* What to work on *
Rewrite everything from the start of the listing down through the line containing "pixel 78 376", switching "instance" to "occurrence" and leaving all else unchanged.

* Material to process *

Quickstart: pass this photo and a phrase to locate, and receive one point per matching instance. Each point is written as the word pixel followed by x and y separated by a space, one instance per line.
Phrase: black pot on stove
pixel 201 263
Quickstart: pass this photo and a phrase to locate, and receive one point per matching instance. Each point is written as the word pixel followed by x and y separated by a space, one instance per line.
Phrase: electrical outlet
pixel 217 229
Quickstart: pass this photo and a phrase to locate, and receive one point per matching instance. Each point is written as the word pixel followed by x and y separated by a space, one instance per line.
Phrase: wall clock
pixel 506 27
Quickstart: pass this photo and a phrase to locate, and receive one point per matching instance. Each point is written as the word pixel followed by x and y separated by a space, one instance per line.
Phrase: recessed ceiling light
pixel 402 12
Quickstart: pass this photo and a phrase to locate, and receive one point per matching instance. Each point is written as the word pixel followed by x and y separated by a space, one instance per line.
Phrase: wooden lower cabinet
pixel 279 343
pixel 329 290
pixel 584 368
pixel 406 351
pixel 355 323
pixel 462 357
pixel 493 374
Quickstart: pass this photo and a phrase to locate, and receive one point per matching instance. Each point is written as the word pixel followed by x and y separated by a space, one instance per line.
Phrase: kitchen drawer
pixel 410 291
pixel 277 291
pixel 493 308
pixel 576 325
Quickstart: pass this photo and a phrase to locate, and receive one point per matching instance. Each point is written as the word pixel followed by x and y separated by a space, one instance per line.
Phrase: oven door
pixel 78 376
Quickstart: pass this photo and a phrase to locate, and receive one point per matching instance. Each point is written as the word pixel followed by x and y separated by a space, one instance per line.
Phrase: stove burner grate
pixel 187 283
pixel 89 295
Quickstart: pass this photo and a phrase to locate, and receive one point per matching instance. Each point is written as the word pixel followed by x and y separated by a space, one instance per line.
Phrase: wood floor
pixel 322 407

* Written response *
Quickstart: pass this photo and a phrase to locate, and receive one point per matching occurrence. Each point is written as the word pixel followed by x and y separated by a space, one occurrence per line.
Phrase: black pot on stove
pixel 201 263
Quickstart: pass this photo and a phrase to locate, and receive one point per matching occurrence. Each point is written as the word pixel followed by x and y separated by a space, one occurrence per line.
Phrase: electrical outlet
pixel 217 229
Quickstart: pass this photo and a phrase to locate, and receive one point per matching occurrence. Each point is written as the word pixel followed by x and y separated by a space, one occurrence per line.
Phrase: wall clock
pixel 506 27
Quickstart: pass this photo and a phrase to locate, and receive one point per matching occurrence. Each point is written as the word pixel followed by x and y separated by a space, one occurrence per line.
Phrase: recessed ceiling light
pixel 402 12
Quickstart: pass this photo and a phrase to locate, and receive one point per matching occurrence. Each point is written as the word pixel followed by x and y separated by a space, one occurrence per line.
Phrase: wooden lower cabinet
pixel 279 343
pixel 329 290
pixel 584 368
pixel 406 351
pixel 355 323
pixel 462 357
pixel 493 374
Quickstart: pass this photo and a phrase to locate, and receive one point per matching occurrence. Each point is written as the word pixel followed by x and y separated by a space, one occurrence per line.
Phrase: kitchen drawer
pixel 410 291
pixel 277 291
pixel 493 308
pixel 576 325
Quickstart: pass this photo and a phrase to locate, and receive one point per matching occurrence. Each point is written as the word pixel followed by x and y separated by a space, one occurrence per line.
Phrase: oven door
pixel 78 376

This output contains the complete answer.